##### MATERIAL SUPPLIED

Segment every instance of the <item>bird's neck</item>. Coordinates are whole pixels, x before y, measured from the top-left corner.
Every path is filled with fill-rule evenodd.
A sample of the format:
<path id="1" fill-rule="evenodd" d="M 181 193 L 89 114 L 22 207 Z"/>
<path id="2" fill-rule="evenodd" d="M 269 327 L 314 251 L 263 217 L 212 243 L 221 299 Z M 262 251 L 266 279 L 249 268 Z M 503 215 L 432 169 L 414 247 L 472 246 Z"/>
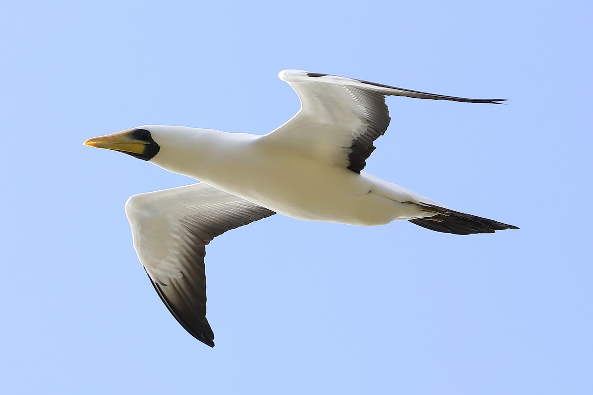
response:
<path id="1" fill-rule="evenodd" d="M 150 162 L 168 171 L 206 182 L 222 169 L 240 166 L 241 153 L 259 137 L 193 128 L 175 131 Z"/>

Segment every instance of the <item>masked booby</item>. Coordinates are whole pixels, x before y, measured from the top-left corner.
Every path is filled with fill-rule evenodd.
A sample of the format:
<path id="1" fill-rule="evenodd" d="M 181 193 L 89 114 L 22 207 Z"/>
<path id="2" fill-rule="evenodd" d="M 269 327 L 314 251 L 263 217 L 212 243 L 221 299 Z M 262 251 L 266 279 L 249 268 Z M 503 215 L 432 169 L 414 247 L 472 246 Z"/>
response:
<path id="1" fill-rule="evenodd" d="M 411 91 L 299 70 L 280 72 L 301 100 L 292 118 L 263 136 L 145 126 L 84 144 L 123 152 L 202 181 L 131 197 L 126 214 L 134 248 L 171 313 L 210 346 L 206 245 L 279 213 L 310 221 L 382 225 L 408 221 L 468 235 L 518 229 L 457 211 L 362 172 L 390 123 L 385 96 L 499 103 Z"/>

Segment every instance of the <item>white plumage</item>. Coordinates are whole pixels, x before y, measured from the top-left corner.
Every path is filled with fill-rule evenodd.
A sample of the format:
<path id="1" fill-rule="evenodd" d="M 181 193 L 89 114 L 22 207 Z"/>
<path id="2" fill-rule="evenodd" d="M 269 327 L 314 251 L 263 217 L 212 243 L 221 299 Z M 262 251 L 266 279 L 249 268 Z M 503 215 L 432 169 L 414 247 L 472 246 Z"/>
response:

##########
##### MATERIAL SUPPLIED

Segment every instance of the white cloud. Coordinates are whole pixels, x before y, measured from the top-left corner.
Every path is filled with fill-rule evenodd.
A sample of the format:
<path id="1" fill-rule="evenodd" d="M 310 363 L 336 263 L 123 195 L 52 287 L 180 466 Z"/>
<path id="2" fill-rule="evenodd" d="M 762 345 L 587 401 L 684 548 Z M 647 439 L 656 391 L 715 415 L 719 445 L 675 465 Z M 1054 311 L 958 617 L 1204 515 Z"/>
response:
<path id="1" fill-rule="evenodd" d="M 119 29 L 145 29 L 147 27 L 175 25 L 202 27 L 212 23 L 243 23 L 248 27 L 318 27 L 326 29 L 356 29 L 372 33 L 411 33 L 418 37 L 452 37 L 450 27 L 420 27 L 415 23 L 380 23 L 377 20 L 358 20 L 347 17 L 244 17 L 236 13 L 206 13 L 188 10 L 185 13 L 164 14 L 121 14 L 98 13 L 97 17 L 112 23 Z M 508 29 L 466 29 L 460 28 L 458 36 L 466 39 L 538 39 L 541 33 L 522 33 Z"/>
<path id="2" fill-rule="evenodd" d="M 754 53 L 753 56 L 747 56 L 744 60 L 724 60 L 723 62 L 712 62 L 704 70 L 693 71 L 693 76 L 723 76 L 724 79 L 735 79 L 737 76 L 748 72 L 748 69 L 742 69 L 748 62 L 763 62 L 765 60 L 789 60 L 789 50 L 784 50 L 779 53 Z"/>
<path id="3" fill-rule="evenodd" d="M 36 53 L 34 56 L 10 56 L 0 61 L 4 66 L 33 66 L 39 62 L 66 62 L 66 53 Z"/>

##########

_EXERCISE BRIEF_.
Convert the lines of the data listing from the line with "Segment every instance of the <item>bird's" up to and including the line with "150 162 L 168" into a JSON list of strings, one string per line. Omit blank lines and leave out the pictures.

_WRITTEN ANSWER_.
[
  "Segment every instance of the <item>bird's neck</item>. Coordinates are whole pixels, x before y, measured from the top-left corner.",
  "Every path is filled with fill-rule evenodd.",
  "A sample of the format:",
  "<path id=\"1\" fill-rule=\"evenodd\" d=\"M 181 193 L 89 114 L 22 207 Z\"/>",
  "<path id=\"2\" fill-rule=\"evenodd\" d=\"M 269 327 L 314 251 L 263 217 L 212 243 L 221 299 Z M 262 251 L 266 279 L 249 268 Z M 503 215 L 432 169 L 414 247 L 472 246 Z\"/>",
  "response:",
  "<path id=\"1\" fill-rule=\"evenodd\" d=\"M 150 162 L 168 171 L 206 182 L 222 169 L 240 166 L 241 153 L 259 137 L 193 128 L 175 131 Z\"/>"
]